Referring expression data
--------------------------------

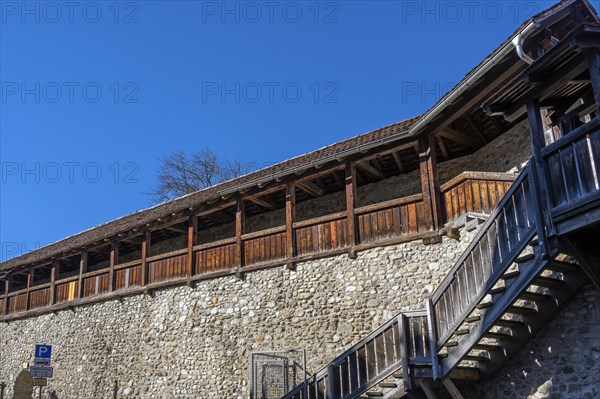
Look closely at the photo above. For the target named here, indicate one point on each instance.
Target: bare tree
(180, 173)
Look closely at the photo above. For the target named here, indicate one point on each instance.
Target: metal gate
(275, 373)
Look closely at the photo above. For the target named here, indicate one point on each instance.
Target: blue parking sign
(43, 351)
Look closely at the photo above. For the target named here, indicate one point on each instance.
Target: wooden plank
(351, 205)
(239, 230)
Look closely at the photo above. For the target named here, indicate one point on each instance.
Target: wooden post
(7, 289)
(290, 218)
(145, 251)
(594, 63)
(114, 260)
(54, 271)
(538, 141)
(192, 229)
(82, 269)
(350, 205)
(239, 230)
(30, 274)
(429, 184)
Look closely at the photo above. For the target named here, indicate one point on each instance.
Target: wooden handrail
(389, 204)
(469, 175)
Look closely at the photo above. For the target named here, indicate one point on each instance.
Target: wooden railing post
(55, 269)
(192, 229)
(114, 259)
(594, 63)
(429, 183)
(30, 274)
(350, 205)
(540, 178)
(145, 251)
(290, 218)
(82, 269)
(239, 230)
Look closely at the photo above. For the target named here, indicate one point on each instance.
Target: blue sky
(92, 92)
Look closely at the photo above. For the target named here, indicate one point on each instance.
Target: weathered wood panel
(39, 298)
(322, 237)
(167, 269)
(129, 277)
(66, 291)
(265, 248)
(222, 257)
(478, 192)
(95, 285)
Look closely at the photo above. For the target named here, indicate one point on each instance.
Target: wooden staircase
(505, 287)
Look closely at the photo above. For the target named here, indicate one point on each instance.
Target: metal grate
(275, 373)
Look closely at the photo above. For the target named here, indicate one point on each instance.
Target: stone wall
(195, 342)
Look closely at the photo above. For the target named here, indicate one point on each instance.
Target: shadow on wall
(23, 386)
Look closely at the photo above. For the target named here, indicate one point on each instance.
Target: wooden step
(562, 267)
(487, 347)
(497, 335)
(515, 309)
(388, 385)
(510, 275)
(524, 258)
(508, 323)
(533, 296)
(547, 282)
(477, 358)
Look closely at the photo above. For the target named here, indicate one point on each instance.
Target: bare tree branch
(180, 173)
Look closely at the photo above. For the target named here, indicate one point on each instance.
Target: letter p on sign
(43, 351)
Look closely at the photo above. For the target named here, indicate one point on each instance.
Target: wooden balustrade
(477, 192)
(504, 235)
(385, 222)
(572, 164)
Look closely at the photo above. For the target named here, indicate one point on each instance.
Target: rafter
(310, 188)
(370, 170)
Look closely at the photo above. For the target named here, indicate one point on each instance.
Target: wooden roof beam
(310, 188)
(458, 137)
(370, 170)
(264, 202)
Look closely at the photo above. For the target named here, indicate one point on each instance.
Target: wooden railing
(501, 239)
(400, 343)
(572, 164)
(474, 192)
(382, 223)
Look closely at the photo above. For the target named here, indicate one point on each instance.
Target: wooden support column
(54, 271)
(145, 252)
(114, 259)
(350, 205)
(429, 183)
(240, 214)
(540, 178)
(82, 269)
(30, 275)
(7, 288)
(594, 63)
(290, 218)
(191, 259)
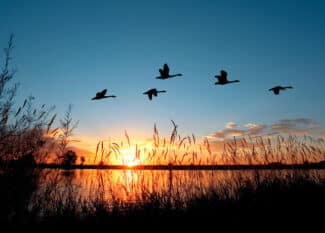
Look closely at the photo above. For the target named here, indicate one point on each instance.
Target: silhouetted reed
(178, 150)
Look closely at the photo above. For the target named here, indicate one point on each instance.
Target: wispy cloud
(231, 125)
(297, 126)
(294, 126)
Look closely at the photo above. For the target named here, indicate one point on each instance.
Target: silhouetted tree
(67, 126)
(69, 158)
(21, 130)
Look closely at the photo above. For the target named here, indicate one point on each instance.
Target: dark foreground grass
(292, 201)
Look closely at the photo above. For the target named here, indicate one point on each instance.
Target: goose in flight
(164, 73)
(222, 78)
(277, 89)
(101, 95)
(152, 92)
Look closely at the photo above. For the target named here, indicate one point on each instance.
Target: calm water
(125, 186)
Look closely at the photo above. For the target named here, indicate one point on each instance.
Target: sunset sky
(66, 51)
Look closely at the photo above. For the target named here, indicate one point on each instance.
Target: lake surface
(130, 186)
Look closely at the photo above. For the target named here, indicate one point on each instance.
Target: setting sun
(129, 157)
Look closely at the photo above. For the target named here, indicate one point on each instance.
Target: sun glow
(129, 157)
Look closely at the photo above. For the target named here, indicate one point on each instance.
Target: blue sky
(66, 51)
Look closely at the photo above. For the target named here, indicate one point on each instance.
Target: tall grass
(187, 150)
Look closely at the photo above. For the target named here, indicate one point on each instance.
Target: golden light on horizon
(129, 157)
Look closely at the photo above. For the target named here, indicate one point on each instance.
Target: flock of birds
(164, 74)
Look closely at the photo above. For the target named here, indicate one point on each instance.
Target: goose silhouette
(152, 92)
(164, 73)
(101, 95)
(277, 89)
(222, 78)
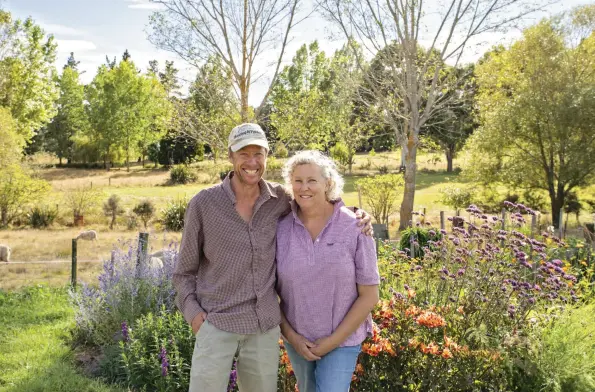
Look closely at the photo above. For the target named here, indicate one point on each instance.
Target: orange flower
(388, 347)
(430, 320)
(431, 348)
(284, 358)
(412, 311)
(371, 349)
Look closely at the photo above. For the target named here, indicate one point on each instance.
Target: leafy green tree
(11, 143)
(415, 40)
(18, 188)
(71, 118)
(128, 111)
(27, 73)
(537, 109)
(381, 193)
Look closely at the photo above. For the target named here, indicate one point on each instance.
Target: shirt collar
(337, 204)
(266, 191)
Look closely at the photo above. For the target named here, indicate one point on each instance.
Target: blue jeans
(331, 373)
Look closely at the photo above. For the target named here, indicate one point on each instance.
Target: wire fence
(14, 275)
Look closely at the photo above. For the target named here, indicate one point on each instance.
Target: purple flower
(164, 362)
(125, 331)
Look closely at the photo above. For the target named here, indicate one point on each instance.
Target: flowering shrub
(452, 319)
(125, 292)
(156, 352)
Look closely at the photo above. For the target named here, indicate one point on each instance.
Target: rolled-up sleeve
(184, 277)
(366, 265)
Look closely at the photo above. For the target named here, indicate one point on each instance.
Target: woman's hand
(323, 346)
(303, 346)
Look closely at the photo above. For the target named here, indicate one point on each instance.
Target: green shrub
(457, 197)
(565, 352)
(42, 217)
(381, 194)
(181, 174)
(340, 153)
(281, 151)
(156, 352)
(173, 215)
(145, 210)
(274, 167)
(112, 209)
(421, 237)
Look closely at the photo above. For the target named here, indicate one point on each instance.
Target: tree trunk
(449, 157)
(557, 202)
(4, 217)
(410, 171)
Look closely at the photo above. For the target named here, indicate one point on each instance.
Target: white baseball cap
(246, 134)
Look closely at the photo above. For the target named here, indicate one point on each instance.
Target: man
(225, 275)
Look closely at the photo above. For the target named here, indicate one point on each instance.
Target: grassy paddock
(35, 355)
(148, 183)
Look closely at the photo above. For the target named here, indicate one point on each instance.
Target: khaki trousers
(214, 350)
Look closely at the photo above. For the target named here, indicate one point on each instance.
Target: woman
(327, 277)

--------------------------------

Exact copy, no pictures: reproduce every record above.

Look closely at the photo above. For the target named here, indicate one point on each instance.
Target: bare tree
(180, 173)
Look closely at the photo above. For the target named here, indicate one point on each instance.
Target: metal gate
(275, 373)
Look closely at the photo above. For the target named here, indicate one point on each instance.
Target: blue parking sign
(43, 351)
Look closely at the photo above. For the target named here, indicate one point on each instance.
Target: wooden plank
(351, 205)
(239, 230)
Look closely at the photo above. For the target named here, indicate one point on each instance.
Target: wooden post
(7, 289)
(290, 218)
(145, 251)
(594, 63)
(114, 260)
(54, 271)
(538, 141)
(192, 229)
(82, 269)
(350, 205)
(239, 230)
(30, 274)
(429, 184)
Look closely at the photo above. For the target named here, indicate one point on each instance.
Target: wooden handrail
(389, 204)
(469, 175)
Look closely at the photo above. For the target named here, indicate one point on each instance.
Target: wooden railing post
(55, 269)
(192, 229)
(114, 259)
(594, 63)
(429, 183)
(30, 274)
(350, 205)
(540, 178)
(145, 251)
(290, 218)
(82, 269)
(239, 230)
Look closely at the photo above. For the target named here, indicate one point on each instance.
Target: blue sky
(92, 92)
Look closely at the photo above. For the target named here, indicate one point on each instance.
Target: weathered wood panel
(39, 298)
(322, 237)
(167, 269)
(129, 277)
(66, 291)
(265, 248)
(222, 257)
(478, 192)
(95, 285)
Look closely at the photo above. For the target named here, indicate one point on each instance.
Target: wooden staircase
(505, 287)
Look closely at the photo above. For the target named here, indicate one point on each instance.
Target: metal grate
(275, 373)
Look closely at the photo above. For the target named here, indicate one point on each instance.
Target: stone wall
(195, 342)
Look closely at the photo above. For the target named here, indicate one point on each instance.
Target: shadow on wall
(23, 386)
Look closely at the photo above. For the target named here, indicate one point on each instance.
Target: wooden step
(562, 267)
(487, 347)
(497, 335)
(515, 309)
(388, 385)
(510, 275)
(524, 258)
(508, 323)
(533, 296)
(547, 282)
(477, 358)
Look closely at the photo above. For the target named here, indicate one point on each instance.
Target: bare tree branch
(180, 173)
Look closely at the photo above. For the target named here, indicate one point on each instance.
Target: letter p on sign
(43, 351)
Look closely at the photo above. For the target named here, indicate one point on each instance.
Target: wooden balustrade
(477, 192)
(504, 235)
(385, 222)
(572, 164)
Look closely at the photo above. For the target named here, indicate one point on each instance.
Target: rafter
(310, 188)
(370, 170)
Look closely at the photo above. For the target named here, indicate one point on each instance.
Target: wooden roof beam
(310, 188)
(458, 137)
(370, 170)
(264, 202)
Look closely at the photo above. For the target named here, indicate one point on each instance.
Target: wooden railing
(501, 239)
(400, 343)
(572, 164)
(474, 192)
(382, 223)
Look closely at the photo above. For the target named here, indicate one point on each instance.
Target: wooden support column
(54, 271)
(145, 252)
(114, 259)
(350, 205)
(429, 183)
(240, 214)
(540, 178)
(82, 269)
(30, 275)
(7, 288)
(594, 63)
(290, 218)
(191, 259)
Look closely at the photo above. For the target named here, indicate one point on each instance.
Target: silhouetted reed
(178, 150)
Look closely at the photo above. For the target named here, indicate one point on each instance.
Target: wispy cloud
(231, 125)
(297, 126)
(294, 126)
Look closely at the photo above. For the target named here, indicate one point on each instance.
Target: silhouetted tree
(67, 126)
(69, 158)
(21, 130)
Look closely at the photo above. For the target named here, indicate one point on each instance.
Target: dark foreground grass
(292, 201)
Look closely at the photo above. For the target named here, indicate one point on each instance.
Target: goose in flight
(164, 73)
(222, 78)
(277, 89)
(101, 95)
(152, 92)
Look closely at the photo above. For the target named here, indicate one point on each instance.
Target: calm water
(125, 186)
Look closely at the photo above. For the target named here, indicate one point on each instance.
Target: sunset sky
(66, 51)
Look closely at the photo above. For the target named here, indicate one point on each instance.
Target: lake surface
(130, 186)
Look closely at the photo above. For the target named here, indicate one point on each instance.
Target: setting sun
(129, 157)
Look closely at the photo above. For the target named here, indicate one point on each instance.
Target: sun glow
(129, 157)
Look closely at the photo above. For the target named here, indicate one point on each instance.
Target: blue sky
(66, 51)
Look closely at the photo above. For the target named here, indicate one point on each instance.
Target: tall grass
(187, 150)
Look closely at the photo above. For the target named here, indicate one point on each instance.
Target: golden light on horizon
(129, 157)
Look closely at the photo above. For the target named here, indicate one point on each instance.
Target: flock of birds
(164, 74)
Look closely at the photo above. For the target named here, indicate one point on each instance.
Target: goose silhouette
(152, 92)
(164, 73)
(101, 95)
(277, 89)
(222, 78)
Look closely at the photo above. For the target named here, indicate one point on each instance.
Target: orange flower
(388, 347)
(430, 320)
(431, 348)
(284, 358)
(412, 311)
(371, 349)
Look closely at the photo above. For the target named here, indicate one point on each instance.
Target: leafy green tree
(11, 143)
(415, 40)
(18, 188)
(71, 118)
(128, 111)
(27, 73)
(537, 109)
(381, 193)
Look closely at the photo above. For the target named here, indicate one point on each instance.
Target: shirt collar
(337, 204)
(266, 191)
Look closely at the photo above. For the target named here, indicate one point on each instance.
Target: blue jeans
(331, 373)
Look closely at the photo above. For the target named here, indicate one point on each instance.
Target: wire fence
(14, 275)
Look closely at the photo above. For the target named here, indicate one point on each instance.
Target: purple flower
(164, 362)
(125, 331)
Look closely at the photo above. For the target named here, indicate one point on each instance.
Target: flowering shrub
(452, 319)
(125, 292)
(156, 352)
Look closely at the photo above. For the target named here, indicate one point on each instance.
Target: rolled-up sleeve
(184, 277)
(366, 265)
Look closely at the photo above. For the target named here, indicate one point on each instance.
Target: woman's hand
(323, 346)
(303, 346)
Look closely at the photo above. For the target named here, indicate one point on each instance.
Target: green shrub
(457, 197)
(565, 352)
(42, 217)
(381, 194)
(181, 174)
(340, 153)
(281, 151)
(156, 352)
(173, 215)
(145, 210)
(274, 167)
(112, 209)
(421, 237)
Look closely at the photo above. For the target named here, indicate one point on each instance.
Target: tree trunk
(449, 157)
(557, 202)
(4, 217)
(410, 171)
Look closely at the photo above. For the target named here, indicate one point on each instance.
Target: white baseball cap
(246, 134)
Look closely at the photo above. For the target named here, indicate one point on each instance.
Target: man
(225, 275)
Look closely at the photo above. For the target named here, indicate one point on each instance.
Target: grassy paddock
(35, 355)
(148, 183)
Look closely at the photo above. For the target named here, indicate one point on each instance.
Target: khaki trousers
(214, 350)
Look closely at the photo above. For the target named here, indicate one point on each instance.
Target: woman
(327, 277)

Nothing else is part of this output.